This same thoughtful, efficient attention to our well-being remained the norm for the duration of our stay.

Overall Impression One of the most extraordinary things about the Tahuayo Lodge was that this welcoming enclave of comfort should exist at all in the midst of the untamed wilderness of the Western Amazon. Perched high on a bank of the Tahuayo River, the lodge was a sprawling, thatched-roofed complex of large huts linked together by covered bridge-like walkways. Entirely built on stilts, it was distinguishable only by its size and layout from the tidy indigenous villages down river.

Although it was already mid-afternoon by the time our boat arrived, we were immediately ushered into the cheerful dinning hall where an appetizing buffet lunch appeared on short order. Amazonia Expeditions management personnel quickly welcomed us and gave us a brief orientation tour. Meanwhile, our luggage had materialized in our cabin before we were escorted to it. This same thoughtful, efficient attention to our well-being remained the norm for the duration of our stay.

- - - - -

REQUEST A —
Answer these questions from the Tahuayo Lodge account:
(i) The lodge is perched on a bank of which river?
(ii) What links the lodge's huts together?
(iii) What meal appeared on short order after the boat arrived?
The listing below is unrelated to the Tahuayo Lodge account.

- - - - -

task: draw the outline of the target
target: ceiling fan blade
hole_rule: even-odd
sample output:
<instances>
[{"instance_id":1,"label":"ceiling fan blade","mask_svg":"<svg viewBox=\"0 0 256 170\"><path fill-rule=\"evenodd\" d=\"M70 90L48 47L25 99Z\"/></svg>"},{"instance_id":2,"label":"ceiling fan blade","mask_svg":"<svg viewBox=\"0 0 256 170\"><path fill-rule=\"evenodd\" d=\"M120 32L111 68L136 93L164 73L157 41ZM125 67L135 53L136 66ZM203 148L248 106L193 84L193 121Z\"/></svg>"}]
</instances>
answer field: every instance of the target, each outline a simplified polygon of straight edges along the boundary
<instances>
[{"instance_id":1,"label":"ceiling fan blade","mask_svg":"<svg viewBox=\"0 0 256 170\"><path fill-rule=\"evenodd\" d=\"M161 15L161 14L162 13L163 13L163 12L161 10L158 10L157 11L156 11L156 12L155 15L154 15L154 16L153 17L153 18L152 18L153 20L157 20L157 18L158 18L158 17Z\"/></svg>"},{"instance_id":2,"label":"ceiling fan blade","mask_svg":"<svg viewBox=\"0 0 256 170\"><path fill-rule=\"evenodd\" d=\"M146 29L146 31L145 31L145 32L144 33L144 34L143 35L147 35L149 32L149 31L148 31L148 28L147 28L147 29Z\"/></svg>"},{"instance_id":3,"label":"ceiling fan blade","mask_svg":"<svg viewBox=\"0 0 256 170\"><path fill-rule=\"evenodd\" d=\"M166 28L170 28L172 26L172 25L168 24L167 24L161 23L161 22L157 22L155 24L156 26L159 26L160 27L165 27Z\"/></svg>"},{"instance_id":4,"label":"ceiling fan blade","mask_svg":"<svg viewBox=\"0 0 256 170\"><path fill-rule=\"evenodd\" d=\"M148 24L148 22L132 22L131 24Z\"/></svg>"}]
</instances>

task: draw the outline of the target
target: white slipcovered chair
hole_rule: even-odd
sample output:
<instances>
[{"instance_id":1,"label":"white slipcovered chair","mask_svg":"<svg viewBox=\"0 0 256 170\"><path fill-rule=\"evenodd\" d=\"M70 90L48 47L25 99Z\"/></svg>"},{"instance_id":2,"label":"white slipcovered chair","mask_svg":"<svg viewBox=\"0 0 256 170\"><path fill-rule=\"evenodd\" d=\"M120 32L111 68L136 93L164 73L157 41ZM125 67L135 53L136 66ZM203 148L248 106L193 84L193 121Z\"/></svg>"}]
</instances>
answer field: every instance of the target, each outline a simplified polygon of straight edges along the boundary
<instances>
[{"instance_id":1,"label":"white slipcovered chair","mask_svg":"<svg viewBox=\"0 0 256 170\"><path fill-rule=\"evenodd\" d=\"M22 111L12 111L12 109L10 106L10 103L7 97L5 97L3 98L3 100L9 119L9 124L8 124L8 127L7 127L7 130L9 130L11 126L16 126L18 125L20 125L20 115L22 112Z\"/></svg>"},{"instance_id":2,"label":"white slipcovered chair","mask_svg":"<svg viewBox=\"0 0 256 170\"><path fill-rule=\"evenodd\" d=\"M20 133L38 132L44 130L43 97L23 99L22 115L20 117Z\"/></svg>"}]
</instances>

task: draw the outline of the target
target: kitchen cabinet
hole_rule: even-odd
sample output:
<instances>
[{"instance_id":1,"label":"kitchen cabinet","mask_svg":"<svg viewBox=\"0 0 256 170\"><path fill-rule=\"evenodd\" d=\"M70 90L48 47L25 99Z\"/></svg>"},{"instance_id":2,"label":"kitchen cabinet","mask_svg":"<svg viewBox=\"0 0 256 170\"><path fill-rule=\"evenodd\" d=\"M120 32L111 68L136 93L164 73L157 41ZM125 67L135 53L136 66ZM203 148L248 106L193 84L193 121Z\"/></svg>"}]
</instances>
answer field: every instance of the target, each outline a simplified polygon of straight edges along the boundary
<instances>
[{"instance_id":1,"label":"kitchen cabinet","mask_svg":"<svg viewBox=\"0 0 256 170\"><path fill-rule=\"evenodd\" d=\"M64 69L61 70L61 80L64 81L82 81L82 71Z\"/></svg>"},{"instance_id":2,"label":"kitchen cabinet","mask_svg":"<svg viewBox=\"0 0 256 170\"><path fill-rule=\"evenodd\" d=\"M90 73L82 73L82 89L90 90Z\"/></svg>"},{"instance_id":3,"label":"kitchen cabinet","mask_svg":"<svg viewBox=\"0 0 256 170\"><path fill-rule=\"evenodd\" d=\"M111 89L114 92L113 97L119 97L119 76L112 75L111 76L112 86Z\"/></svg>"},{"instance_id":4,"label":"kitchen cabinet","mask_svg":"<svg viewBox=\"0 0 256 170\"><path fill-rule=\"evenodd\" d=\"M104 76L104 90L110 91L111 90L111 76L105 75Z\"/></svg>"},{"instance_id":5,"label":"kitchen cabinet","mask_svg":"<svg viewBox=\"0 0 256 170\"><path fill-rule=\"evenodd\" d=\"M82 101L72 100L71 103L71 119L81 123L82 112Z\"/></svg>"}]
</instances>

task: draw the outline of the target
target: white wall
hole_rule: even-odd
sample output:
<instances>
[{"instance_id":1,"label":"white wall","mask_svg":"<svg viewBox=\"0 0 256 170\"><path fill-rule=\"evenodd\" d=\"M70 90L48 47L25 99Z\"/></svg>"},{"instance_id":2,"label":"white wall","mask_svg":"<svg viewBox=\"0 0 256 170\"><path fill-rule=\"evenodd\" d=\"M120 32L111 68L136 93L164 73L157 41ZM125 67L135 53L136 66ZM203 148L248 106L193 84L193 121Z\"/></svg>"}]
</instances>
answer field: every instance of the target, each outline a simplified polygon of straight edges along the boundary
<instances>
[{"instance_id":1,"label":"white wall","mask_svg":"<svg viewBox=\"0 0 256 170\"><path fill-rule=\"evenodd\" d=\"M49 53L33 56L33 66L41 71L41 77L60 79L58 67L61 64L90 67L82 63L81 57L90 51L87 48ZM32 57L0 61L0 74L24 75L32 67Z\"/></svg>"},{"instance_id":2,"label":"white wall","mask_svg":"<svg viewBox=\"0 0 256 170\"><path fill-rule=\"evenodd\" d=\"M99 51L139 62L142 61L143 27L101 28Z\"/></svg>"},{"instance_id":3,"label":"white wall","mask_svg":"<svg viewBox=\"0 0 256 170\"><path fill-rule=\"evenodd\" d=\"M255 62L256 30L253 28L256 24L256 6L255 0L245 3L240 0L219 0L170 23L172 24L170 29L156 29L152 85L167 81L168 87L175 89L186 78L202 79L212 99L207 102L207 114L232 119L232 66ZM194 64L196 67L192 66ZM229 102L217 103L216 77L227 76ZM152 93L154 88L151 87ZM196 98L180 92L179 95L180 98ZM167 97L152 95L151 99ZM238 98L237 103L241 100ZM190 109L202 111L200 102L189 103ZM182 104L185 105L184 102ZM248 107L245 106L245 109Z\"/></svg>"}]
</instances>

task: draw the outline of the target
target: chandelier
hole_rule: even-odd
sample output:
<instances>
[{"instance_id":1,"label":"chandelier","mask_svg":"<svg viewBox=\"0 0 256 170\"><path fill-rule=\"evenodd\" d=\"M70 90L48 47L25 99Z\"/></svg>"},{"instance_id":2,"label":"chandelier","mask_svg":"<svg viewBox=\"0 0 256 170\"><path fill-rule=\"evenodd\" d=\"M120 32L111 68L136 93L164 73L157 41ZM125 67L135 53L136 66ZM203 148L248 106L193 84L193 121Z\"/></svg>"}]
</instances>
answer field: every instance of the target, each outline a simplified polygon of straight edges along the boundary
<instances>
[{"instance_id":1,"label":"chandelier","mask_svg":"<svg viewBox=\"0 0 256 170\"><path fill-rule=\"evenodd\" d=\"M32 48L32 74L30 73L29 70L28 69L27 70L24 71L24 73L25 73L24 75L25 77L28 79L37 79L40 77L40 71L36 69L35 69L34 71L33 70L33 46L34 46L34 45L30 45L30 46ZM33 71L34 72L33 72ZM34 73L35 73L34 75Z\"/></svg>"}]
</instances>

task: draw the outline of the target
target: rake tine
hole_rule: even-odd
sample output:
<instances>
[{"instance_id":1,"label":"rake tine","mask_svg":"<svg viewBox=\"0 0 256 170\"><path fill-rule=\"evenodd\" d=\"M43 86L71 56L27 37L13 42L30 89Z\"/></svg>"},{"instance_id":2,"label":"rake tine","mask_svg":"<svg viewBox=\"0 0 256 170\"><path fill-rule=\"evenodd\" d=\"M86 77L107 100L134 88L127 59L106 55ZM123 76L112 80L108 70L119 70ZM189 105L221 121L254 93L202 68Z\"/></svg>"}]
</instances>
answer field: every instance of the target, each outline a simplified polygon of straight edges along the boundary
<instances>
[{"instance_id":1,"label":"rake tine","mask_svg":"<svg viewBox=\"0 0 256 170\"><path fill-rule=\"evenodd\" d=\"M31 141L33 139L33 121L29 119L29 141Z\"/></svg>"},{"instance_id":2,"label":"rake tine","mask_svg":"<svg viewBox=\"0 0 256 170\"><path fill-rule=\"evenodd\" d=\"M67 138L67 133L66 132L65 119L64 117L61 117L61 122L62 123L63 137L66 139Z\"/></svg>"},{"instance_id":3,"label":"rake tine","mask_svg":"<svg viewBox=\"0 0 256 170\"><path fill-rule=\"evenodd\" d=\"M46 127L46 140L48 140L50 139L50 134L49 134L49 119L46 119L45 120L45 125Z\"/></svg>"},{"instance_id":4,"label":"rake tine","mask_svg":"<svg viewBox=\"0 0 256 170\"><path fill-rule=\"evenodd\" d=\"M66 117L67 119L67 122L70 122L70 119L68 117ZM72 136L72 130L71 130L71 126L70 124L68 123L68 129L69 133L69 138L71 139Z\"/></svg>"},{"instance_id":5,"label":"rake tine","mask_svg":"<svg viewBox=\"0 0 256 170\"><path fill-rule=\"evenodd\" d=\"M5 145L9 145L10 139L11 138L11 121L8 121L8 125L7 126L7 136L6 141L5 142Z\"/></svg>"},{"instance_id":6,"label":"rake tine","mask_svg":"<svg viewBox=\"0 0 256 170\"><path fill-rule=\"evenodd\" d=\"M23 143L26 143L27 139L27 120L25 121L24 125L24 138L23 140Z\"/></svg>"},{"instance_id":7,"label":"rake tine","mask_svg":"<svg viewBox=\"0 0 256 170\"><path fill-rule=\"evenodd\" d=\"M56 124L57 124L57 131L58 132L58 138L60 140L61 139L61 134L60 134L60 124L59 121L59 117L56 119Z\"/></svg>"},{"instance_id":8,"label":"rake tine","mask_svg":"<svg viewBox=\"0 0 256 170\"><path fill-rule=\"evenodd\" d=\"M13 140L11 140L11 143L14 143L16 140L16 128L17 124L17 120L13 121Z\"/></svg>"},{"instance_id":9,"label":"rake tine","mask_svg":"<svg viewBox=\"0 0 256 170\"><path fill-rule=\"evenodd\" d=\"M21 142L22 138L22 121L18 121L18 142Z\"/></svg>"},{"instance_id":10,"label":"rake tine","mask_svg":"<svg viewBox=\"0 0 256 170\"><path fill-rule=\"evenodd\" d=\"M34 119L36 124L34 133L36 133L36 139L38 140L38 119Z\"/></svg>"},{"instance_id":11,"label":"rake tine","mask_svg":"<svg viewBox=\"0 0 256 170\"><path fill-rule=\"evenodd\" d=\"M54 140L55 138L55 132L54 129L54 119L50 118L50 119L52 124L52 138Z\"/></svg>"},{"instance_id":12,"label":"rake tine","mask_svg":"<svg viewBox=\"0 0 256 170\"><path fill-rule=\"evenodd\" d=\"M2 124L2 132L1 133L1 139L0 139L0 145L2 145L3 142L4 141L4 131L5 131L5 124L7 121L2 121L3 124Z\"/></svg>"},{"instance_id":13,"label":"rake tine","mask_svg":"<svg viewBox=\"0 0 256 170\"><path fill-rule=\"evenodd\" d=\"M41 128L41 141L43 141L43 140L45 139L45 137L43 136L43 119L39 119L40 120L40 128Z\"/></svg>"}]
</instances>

- - - - -

REQUEST B — Show every line of the listing that contains the word "chair".

COMPLETE RESPONSE A —
(i) The Tahuayo River.
(ii) Covered, bridge-like walkways.
(iii) A buffet lunch.

COMPLETE RESPONSE B —
target: white slipcovered chair
[{"instance_id":1,"label":"white slipcovered chair","mask_svg":"<svg viewBox=\"0 0 256 170\"><path fill-rule=\"evenodd\" d=\"M70 90L48 47L25 99Z\"/></svg>"},{"instance_id":2,"label":"white slipcovered chair","mask_svg":"<svg viewBox=\"0 0 256 170\"><path fill-rule=\"evenodd\" d=\"M120 32L111 68L136 93L164 73L157 41ZM125 67L135 53L136 66ZM203 148L248 106L193 84L193 121Z\"/></svg>"}]
[{"instance_id":1,"label":"white slipcovered chair","mask_svg":"<svg viewBox=\"0 0 256 170\"><path fill-rule=\"evenodd\" d=\"M22 111L12 111L12 109L10 106L10 103L7 97L5 97L3 98L3 100L9 119L9 124L8 124L8 127L7 127L7 130L9 130L11 126L16 126L18 125L20 125L20 115L22 112Z\"/></svg>"},{"instance_id":2,"label":"white slipcovered chair","mask_svg":"<svg viewBox=\"0 0 256 170\"><path fill-rule=\"evenodd\" d=\"M20 133L38 132L44 130L43 97L23 99L22 115L20 117Z\"/></svg>"}]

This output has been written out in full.